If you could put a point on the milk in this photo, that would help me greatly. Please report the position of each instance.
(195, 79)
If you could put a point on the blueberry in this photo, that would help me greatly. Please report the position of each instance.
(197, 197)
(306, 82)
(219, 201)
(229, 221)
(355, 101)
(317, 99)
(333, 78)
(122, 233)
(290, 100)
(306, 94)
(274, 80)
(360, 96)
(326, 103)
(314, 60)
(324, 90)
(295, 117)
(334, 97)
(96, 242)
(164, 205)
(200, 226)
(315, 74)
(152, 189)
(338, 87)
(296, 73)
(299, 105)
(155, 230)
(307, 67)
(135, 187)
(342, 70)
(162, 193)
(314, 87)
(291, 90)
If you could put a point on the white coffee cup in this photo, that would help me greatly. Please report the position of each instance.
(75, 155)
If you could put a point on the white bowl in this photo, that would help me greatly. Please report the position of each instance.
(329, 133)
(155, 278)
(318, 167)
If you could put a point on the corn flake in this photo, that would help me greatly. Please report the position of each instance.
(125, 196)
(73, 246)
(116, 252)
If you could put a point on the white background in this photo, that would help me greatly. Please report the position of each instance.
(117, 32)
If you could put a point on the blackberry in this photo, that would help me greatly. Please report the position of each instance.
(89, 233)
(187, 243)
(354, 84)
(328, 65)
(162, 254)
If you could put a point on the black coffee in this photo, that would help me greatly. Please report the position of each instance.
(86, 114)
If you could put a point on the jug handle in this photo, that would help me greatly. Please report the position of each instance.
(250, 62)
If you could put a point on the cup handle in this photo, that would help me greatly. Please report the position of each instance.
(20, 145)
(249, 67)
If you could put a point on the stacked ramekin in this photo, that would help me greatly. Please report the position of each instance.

__Task details__. All of the material above should be printed out in full, word for word.

__Task response__.
If you could put a point on the milk in this photo, that would help me greatly. Please report the position of each instance.
(195, 79)
If you could put a point on the blueberry in this photo, that would help me greatly. Please report the position of each instance.
(197, 197)
(306, 82)
(219, 201)
(229, 221)
(355, 101)
(317, 99)
(333, 78)
(122, 233)
(290, 100)
(306, 94)
(274, 80)
(360, 96)
(326, 103)
(314, 60)
(324, 90)
(295, 117)
(334, 97)
(96, 242)
(164, 205)
(200, 226)
(315, 74)
(152, 189)
(338, 87)
(296, 73)
(299, 105)
(155, 230)
(307, 67)
(135, 187)
(342, 70)
(162, 193)
(314, 87)
(291, 90)
If you could put a point on the white coffee cup in this photo, that would help me greatly. Please report the position of each instance.
(75, 155)
If you could put a point on the white bowl in this photo, that would help me greatly. Please report the position of each instance.
(329, 133)
(155, 278)
(318, 167)
If you could put a point on the corn flake in this photo, that would help me greatly. Please report the position of each instance.
(125, 196)
(73, 246)
(116, 252)
If you could put a point on the white background in this photo, that would help me greatly. Please report the position of each instance.
(117, 32)
If you could put a point on the blackberry in this photo, that would help me greatly. Please report the position of each instance.
(89, 233)
(187, 243)
(354, 84)
(328, 65)
(162, 254)
If you could put a point on the black coffee in this photo, that would help me greatly. Please report the position of each instance.
(86, 114)
If you could put a point on the jug handle in this photo, that would help me greatly. Please report the position of each instance.
(250, 62)
If you could put a point on the cup handle in this photo, that would help me greatly. Please report the position of each instance.
(20, 145)
(249, 67)
If you could put a point on the stacked ramekin in this photo, that would help me greatly. Please report the position of each instance.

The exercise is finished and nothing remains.